All lines holding the string "glass" should be copied from the data below.

Dataset excerpts:
========

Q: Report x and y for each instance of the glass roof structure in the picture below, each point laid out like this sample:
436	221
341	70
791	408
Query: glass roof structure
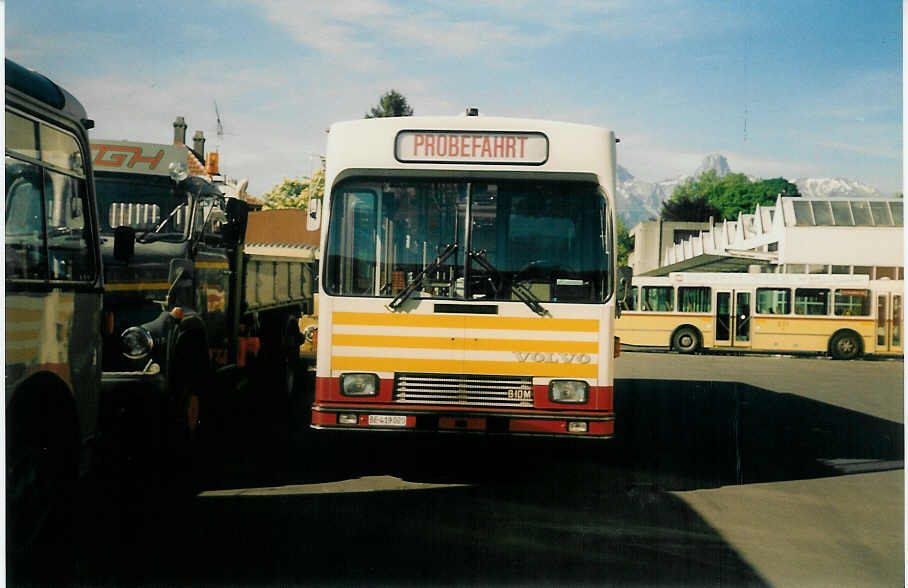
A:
844	213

========

*Output for this task*
Q: Report x and y for each instance of the glass roof structure in the picture below, each point laid out like this sample:
Query: glass roof structure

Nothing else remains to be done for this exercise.